YOUR GOAL
Nothing but an exact repetition of the entries should appear in the answer.

======== PROVIDED INFORMATION ========

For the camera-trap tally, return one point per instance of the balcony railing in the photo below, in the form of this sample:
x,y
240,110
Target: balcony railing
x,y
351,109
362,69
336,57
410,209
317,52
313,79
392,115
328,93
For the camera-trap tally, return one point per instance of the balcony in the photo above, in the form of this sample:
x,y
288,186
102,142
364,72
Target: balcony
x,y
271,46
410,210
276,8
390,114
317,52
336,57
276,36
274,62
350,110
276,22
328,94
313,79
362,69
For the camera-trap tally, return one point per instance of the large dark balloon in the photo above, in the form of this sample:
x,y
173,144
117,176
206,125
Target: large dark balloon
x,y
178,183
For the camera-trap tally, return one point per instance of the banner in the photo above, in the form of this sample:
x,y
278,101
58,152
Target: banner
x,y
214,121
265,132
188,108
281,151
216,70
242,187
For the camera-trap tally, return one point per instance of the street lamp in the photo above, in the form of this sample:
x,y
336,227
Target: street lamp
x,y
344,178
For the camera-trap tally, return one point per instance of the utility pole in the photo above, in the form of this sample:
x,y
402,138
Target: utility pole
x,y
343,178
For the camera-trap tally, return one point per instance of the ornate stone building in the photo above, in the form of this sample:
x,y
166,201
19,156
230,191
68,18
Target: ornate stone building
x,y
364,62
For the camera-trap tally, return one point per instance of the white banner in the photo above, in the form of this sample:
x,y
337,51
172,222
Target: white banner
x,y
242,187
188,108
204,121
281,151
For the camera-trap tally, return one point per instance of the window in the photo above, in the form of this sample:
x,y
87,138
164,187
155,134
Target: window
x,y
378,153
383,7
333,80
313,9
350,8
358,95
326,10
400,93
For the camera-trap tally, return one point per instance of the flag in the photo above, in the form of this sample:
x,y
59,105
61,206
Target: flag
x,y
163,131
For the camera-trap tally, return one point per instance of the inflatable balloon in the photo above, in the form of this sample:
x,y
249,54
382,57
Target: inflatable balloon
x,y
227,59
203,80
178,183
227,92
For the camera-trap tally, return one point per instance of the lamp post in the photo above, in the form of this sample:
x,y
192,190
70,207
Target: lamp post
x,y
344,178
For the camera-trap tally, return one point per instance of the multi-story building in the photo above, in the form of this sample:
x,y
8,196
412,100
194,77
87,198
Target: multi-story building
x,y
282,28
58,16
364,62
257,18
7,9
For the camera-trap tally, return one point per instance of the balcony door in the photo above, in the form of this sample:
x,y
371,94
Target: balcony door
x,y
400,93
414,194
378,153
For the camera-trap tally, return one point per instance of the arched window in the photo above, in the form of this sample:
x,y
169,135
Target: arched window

========

RESULT BELOW
For the camera-trap tally, return one point per instance of the balcony railing in the photo below, in the form of this sample:
x,y
240,110
Target: balcony railing
x,y
351,109
362,69
336,57
410,209
317,52
313,79
392,115
328,93
For the camera-trap tally, return one point per instance of the balcony in the photo above, in the form of this sample:
x,y
288,186
102,142
364,72
Target: balcony
x,y
271,46
410,210
276,8
390,114
317,52
336,57
276,36
274,62
350,110
276,22
328,94
313,79
362,69
For the camera-trap tally, return one point per instance of the large dark balloon in the photo above, in the form of this sample:
x,y
173,144
117,176
206,125
Target: large dark balloon
x,y
178,183
For the camera-trap tally, return one point per instance of the banner in the photo above, in the form of this sample:
x,y
278,101
58,152
Target: banner
x,y
214,121
265,132
188,108
281,151
216,70
242,187
For the camera-trap tally, return one point per instance of the street lamp in the photo above, in the form of this sample:
x,y
336,227
Target: street lamp
x,y
344,178
For the camera-trap tally, return one point per instance of the utility pole in the photo above, in the form of this sample:
x,y
402,138
Target: utility pole
x,y
343,178
For the camera-trap tally, return one point per instance of the ornate stone building in the photo above, in the form of this sample:
x,y
166,201
19,156
230,191
68,18
Target: ornate stone building
x,y
364,62
For the camera-trap tally, return one point per instance of the white banner in the photo above, in the form of this sample:
x,y
337,51
172,222
Target: white banner
x,y
242,187
188,108
204,121
281,151
For the camera-trap tally, return one point per instance of the window in the photo above, in the form of this sample:
x,y
87,138
164,187
155,134
Target: window
x,y
378,153
383,7
333,80
313,9
350,8
358,95
326,10
400,93
For the camera-trap tally, return one point per instance of the flag in the photo above, in the form of this sample:
x,y
59,105
61,206
Target: flag
x,y
163,131
For the camera-trap tally, return one point per instance of the inflatable balloon in the photo above, in the form of this sample:
x,y
249,54
382,57
Target: inflatable balloon
x,y
227,59
203,80
178,183
227,92
For the camera-trap tally, return one point per instance of the lamp post in the photo above, in the form of this sample:
x,y
192,190
70,207
Target: lamp post
x,y
344,178
For the camera-trap tally, return one point per instance of the multi-story building in the photo above, in the form of this sample:
x,y
8,196
412,100
194,77
87,198
Target: multi-story building
x,y
282,28
58,16
364,62
257,18
7,9
For the camera-trap tally, return one point per instance of the balcony door in the photo above, in the form of this sample:
x,y
371,94
Target: balcony door
x,y
400,93
414,194
378,153
For the camera-trap tally, return one point per instance of the arched window in the photo above, in the form of this sample:
x,y
169,135
Target: arched window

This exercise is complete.